(Records from a dataset)
-- Opening Marker --

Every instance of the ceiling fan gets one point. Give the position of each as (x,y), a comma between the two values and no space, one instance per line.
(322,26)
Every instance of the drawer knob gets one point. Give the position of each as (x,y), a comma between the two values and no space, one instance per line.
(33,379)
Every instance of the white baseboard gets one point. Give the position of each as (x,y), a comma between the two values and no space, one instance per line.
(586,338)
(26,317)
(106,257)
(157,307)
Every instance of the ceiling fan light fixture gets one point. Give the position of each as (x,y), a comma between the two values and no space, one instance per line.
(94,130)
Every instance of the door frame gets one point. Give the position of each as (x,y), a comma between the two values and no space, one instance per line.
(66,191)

-- Closing Marker --

» To do:
Write out every record verbatim.

» Output of the task:
Every instance of the ceiling fan gets one point. Give the position of each as (x,y), a comma between the two values and no space, one instance per line.
(322,26)
Every instance of the drawer knob gets one point. Give the position of each as (x,y), a comma between the two values and no space, one instance per line.
(33,379)
Every instance of the white baseboard gets one point. Give the position of each as (x,y), a comma between the two values and no space, one instance per line.
(586,338)
(26,317)
(106,257)
(157,307)
Every instance of the ceiling fan light fixture gets one point. Give the position of each as (x,y), a comma between the two values and no space, one instance per line.
(94,130)
Every instance of the door frame gets one point. Give the position of each as (x,y), a comma between the two values and no space, one instance per line.
(66,191)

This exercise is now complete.